- **Dataset rows on where objects appear**
------------------------------------------------

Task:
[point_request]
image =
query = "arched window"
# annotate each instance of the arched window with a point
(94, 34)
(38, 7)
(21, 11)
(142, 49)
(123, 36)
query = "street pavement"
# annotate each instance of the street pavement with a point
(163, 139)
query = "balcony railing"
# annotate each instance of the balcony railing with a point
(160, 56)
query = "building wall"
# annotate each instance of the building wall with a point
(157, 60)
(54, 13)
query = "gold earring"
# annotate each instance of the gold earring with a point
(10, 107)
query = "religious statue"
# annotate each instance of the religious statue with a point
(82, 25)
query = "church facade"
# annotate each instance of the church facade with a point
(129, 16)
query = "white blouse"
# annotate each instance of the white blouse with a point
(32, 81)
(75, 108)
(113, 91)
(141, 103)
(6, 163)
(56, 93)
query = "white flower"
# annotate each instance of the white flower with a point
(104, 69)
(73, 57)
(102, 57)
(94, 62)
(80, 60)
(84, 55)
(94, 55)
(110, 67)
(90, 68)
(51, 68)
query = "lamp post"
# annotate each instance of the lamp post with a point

------------------------------------------------

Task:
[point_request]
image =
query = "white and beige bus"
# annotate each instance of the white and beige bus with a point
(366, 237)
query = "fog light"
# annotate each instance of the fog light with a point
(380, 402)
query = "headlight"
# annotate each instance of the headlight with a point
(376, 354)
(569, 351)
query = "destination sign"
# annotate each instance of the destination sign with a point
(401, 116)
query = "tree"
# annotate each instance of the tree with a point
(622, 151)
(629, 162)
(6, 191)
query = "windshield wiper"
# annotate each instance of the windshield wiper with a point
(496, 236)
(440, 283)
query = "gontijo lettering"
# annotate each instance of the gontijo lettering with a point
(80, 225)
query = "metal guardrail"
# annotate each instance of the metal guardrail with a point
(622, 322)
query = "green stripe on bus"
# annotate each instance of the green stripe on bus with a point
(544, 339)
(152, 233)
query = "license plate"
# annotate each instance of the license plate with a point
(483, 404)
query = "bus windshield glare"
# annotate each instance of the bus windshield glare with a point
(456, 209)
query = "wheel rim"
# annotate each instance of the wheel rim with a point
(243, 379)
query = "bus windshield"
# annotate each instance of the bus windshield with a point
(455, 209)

------------------------------------------------

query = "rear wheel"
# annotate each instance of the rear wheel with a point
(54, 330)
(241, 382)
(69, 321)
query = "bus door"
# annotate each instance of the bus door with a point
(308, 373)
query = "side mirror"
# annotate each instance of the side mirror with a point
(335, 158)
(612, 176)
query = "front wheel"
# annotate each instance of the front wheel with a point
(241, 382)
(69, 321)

------------------------------------------------

- **Written task**
Pick out every line in the records that contains the word "side" and copy each one.

- **Expected output**
query = "side mirror"
# annotate each instance of the side mirror with a point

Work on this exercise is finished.